_Records for processing_.
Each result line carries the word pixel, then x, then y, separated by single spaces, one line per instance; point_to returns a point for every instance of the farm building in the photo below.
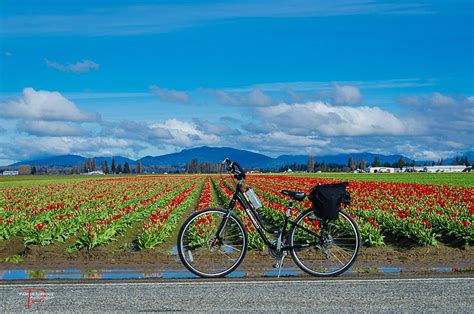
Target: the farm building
pixel 450 168
pixel 381 170
pixel 10 173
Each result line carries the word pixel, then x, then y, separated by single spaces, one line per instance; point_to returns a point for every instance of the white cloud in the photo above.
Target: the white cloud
pixel 170 95
pixel 44 105
pixel 78 67
pixel 186 134
pixel 438 99
pixel 254 97
pixel 328 120
pixel 134 130
pixel 281 142
pixel 346 95
pixel 51 128
pixel 24 148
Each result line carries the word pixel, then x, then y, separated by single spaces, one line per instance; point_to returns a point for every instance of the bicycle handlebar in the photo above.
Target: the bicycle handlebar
pixel 234 168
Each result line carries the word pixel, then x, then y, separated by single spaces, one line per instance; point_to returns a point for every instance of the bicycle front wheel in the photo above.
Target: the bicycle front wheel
pixel 205 255
pixel 324 247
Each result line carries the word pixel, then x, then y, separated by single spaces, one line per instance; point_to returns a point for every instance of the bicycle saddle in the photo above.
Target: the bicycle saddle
pixel 297 196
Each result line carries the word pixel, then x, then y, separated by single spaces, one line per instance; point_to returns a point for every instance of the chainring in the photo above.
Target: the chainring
pixel 274 253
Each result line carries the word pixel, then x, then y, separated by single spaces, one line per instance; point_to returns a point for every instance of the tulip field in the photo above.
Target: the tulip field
pixel 148 210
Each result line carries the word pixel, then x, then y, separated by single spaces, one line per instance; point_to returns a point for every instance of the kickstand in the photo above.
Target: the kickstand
pixel 280 264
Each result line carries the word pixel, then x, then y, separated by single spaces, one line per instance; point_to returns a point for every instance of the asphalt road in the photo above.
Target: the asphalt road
pixel 391 294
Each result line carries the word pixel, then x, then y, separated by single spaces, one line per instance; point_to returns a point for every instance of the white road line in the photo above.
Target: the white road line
pixel 210 283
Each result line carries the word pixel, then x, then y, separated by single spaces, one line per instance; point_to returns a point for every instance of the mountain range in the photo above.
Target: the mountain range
pixel 217 154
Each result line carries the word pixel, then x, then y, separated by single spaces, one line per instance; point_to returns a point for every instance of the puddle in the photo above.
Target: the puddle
pixel 126 273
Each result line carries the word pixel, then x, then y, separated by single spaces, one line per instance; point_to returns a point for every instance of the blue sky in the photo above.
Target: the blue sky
pixel 278 77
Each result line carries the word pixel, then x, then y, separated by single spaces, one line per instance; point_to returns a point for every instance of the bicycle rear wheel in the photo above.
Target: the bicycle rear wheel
pixel 330 246
pixel 205 255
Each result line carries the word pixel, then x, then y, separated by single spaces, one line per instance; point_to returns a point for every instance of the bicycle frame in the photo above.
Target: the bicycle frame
pixel 281 233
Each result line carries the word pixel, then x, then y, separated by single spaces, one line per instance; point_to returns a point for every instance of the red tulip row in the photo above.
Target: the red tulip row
pixel 164 220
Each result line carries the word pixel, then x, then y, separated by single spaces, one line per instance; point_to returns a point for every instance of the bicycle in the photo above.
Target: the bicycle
pixel 213 242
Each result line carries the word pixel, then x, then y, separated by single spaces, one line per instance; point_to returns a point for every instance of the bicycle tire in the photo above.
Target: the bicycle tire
pixel 187 236
pixel 330 258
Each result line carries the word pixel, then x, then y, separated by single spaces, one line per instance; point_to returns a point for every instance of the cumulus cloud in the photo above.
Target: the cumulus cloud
pixel 44 105
pixel 128 129
pixel 324 119
pixel 346 95
pixel 215 128
pixel 281 142
pixel 23 148
pixel 438 99
pixel 78 67
pixel 254 97
pixel 51 128
pixel 170 95
pixel 187 134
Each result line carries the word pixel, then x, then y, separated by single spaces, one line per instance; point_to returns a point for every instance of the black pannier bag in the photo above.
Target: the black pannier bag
pixel 327 199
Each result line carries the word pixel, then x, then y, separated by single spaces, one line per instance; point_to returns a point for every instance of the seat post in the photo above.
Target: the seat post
pixel 288 210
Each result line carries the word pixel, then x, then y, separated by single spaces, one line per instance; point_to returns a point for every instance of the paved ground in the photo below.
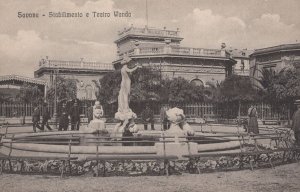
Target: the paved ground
pixel 282 178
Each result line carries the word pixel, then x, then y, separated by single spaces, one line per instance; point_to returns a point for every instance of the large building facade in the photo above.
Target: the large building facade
pixel 161 48
pixel 85 73
pixel 275 58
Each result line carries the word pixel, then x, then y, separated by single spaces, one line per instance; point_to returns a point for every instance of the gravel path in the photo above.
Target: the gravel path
pixel 282 178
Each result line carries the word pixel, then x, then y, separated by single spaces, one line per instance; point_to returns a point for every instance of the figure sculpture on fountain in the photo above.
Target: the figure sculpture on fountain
pixel 124 113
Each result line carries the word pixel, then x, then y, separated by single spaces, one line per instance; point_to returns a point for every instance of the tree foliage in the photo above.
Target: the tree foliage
pixel 30 94
pixel 147 85
pixel 280 87
pixel 237 88
pixel 180 90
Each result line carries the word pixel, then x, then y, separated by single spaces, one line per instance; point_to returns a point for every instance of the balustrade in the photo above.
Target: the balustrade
pixel 156 32
pixel 177 51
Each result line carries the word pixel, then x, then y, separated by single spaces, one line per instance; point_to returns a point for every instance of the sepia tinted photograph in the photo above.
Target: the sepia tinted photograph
pixel 149 95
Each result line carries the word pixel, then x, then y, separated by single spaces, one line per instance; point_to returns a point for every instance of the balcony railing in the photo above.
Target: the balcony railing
pixel 151 32
pixel 176 50
pixel 75 65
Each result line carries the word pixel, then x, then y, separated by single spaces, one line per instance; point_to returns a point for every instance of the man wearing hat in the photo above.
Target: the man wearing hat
pixel 46 117
pixel 296 123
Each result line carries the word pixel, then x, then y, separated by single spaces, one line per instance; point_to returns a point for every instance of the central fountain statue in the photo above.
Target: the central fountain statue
pixel 125 114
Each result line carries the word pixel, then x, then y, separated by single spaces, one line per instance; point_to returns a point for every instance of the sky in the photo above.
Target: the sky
pixel 241 24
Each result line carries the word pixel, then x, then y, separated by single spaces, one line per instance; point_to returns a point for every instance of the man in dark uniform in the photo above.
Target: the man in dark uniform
pixel 36 118
pixel 163 117
pixel 75 116
pixel 46 117
pixel 296 123
pixel 63 118
pixel 148 117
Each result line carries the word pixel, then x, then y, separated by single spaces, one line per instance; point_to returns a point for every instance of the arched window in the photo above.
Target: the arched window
pixel 197 82
pixel 89 92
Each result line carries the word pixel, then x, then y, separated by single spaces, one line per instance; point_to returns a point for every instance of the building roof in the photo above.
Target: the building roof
pixel 278 48
pixel 18 78
pixel 148 32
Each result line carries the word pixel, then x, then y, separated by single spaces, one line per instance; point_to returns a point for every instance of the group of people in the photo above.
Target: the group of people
pixel 71 108
pixel 45 118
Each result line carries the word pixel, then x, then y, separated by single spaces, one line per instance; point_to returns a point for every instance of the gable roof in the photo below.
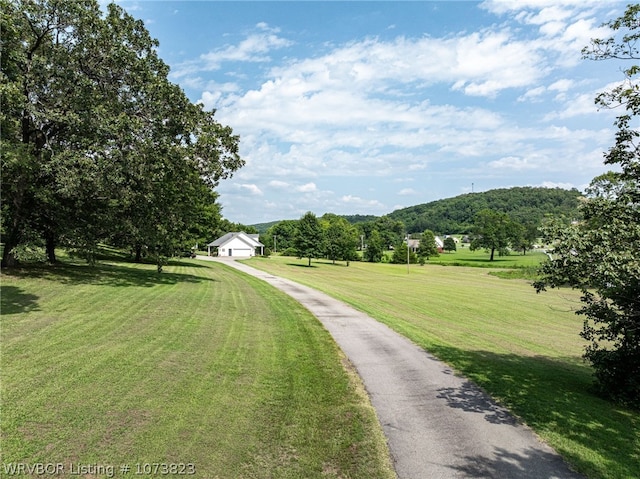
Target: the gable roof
pixel 249 239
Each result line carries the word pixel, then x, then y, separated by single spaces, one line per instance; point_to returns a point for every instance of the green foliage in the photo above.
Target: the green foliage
pixel 97 144
pixel 309 238
pixel 600 256
pixel 340 238
pixel 400 254
pixel 449 244
pixel 374 250
pixel 492 231
pixel 523 205
pixel 428 247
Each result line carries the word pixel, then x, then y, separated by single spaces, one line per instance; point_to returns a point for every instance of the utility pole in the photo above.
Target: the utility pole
pixel 407 253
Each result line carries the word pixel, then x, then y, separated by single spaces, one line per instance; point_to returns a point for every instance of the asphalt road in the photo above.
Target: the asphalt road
pixel 438 425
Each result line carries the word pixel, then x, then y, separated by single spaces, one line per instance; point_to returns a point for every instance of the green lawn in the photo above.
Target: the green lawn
pixel 199 365
pixel 523 348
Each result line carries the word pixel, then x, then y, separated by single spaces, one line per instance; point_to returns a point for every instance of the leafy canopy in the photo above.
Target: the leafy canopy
pixel 600 256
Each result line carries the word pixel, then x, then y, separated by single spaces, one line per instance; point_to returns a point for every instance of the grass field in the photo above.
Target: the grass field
pixel 521 347
pixel 200 367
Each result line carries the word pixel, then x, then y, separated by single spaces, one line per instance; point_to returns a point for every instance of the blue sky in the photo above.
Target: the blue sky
pixel 367 107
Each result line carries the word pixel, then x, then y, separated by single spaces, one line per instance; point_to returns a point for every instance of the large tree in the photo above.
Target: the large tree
pixel 309 238
pixel 374 250
pixel 340 238
pixel 428 246
pixel 492 231
pixel 96 142
pixel 600 256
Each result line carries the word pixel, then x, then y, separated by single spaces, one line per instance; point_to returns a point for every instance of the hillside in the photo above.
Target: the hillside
pixel 456 215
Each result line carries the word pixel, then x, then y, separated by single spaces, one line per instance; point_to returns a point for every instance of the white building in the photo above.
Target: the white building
pixel 237 244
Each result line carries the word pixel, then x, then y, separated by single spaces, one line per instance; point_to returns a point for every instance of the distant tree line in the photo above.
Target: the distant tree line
pixel 525 205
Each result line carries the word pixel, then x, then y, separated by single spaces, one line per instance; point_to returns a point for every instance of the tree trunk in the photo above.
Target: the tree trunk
pixel 50 247
pixel 8 258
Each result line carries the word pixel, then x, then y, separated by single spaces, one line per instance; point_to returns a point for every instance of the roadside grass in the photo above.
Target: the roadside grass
pixel 117 364
pixel 523 348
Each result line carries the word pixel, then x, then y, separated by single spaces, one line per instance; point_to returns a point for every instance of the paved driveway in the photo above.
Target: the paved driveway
pixel 438 425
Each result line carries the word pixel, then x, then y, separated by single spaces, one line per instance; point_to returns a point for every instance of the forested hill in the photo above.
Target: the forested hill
pixel 525 205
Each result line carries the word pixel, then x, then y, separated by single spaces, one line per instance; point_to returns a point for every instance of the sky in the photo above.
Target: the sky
pixel 367 107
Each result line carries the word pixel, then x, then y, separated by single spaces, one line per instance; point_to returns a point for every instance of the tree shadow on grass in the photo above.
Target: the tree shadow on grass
pixel 298 265
pixel 548 394
pixel 528 464
pixel 14 300
pixel 106 274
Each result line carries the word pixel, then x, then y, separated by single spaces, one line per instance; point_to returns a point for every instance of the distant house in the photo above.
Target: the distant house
pixel 414 245
pixel 236 244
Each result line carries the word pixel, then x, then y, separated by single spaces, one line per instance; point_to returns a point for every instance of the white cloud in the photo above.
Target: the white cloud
pixel 253 189
pixel 513 163
pixel 279 184
pixel 356 201
pixel 306 188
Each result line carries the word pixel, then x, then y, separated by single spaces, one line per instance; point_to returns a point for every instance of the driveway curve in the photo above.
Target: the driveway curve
pixel 437 424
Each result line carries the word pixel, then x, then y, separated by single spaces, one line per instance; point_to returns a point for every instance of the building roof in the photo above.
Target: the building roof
pixel 249 239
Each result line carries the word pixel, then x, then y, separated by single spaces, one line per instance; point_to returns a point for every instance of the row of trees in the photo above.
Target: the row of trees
pixel 600 255
pixel 495 231
pixel 337 239
pixel 526 205
pixel 97 144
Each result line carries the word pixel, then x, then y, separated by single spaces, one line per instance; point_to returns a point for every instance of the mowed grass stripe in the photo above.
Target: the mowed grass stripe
pixel 201 364
pixel 523 348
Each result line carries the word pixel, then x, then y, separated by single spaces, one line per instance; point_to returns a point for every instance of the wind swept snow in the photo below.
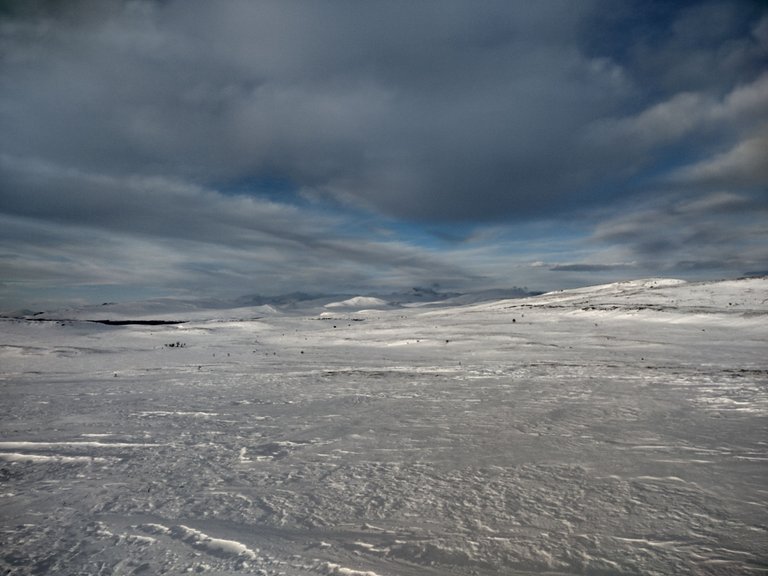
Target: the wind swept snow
pixel 616 429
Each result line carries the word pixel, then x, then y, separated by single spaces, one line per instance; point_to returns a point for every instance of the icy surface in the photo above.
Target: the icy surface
pixel 618 429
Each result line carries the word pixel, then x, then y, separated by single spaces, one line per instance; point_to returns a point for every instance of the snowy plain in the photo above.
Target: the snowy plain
pixel 616 429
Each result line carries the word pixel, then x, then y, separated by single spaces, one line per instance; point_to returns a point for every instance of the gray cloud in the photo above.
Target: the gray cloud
pixel 451 113
pixel 147 136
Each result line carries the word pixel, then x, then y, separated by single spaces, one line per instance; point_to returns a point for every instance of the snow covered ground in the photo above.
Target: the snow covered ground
pixel 617 429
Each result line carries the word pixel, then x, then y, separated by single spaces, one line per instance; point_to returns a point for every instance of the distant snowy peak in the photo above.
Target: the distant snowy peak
pixel 360 302
pixel 745 296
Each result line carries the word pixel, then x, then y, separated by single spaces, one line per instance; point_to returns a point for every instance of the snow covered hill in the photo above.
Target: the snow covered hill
pixel 615 429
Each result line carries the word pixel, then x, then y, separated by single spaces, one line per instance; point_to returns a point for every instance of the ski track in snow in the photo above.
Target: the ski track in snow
pixel 618 429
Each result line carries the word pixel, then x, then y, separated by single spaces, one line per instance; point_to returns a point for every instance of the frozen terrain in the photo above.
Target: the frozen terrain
pixel 618 429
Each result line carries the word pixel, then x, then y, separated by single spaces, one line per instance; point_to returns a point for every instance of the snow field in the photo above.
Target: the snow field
pixel 610 430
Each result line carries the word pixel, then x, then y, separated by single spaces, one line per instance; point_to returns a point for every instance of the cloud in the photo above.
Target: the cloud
pixel 720 232
pixel 456 113
pixel 190 146
pixel 745 164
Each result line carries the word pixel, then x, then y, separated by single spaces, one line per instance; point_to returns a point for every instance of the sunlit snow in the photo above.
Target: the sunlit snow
pixel 617 429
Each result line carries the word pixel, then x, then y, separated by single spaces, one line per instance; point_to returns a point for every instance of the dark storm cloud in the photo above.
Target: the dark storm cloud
pixel 443 111
pixel 164 126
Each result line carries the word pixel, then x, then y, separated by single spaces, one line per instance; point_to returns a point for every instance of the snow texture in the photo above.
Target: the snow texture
pixel 617 429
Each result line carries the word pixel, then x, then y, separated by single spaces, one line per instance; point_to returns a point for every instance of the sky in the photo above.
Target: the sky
pixel 198 149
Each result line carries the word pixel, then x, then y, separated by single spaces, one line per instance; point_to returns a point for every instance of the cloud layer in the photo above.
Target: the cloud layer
pixel 287 141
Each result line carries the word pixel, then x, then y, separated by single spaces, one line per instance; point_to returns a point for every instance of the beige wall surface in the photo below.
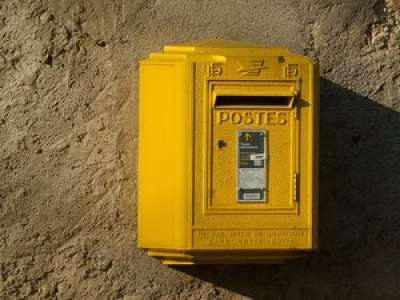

_Exercise aim_. Reproduce the listing verbatim, from its first line through the line containing "pixel 10 173", including both ends, and omit the pictures from your reply.

_Solved problem_.
Each result line carries the word pixel, then x, then y, separated by single spaces, one line per instance; point_to returns a point for every instance of the farm building in the photo below.
Target: the farm building
pixel 450 168
pixel 381 170
pixel 10 173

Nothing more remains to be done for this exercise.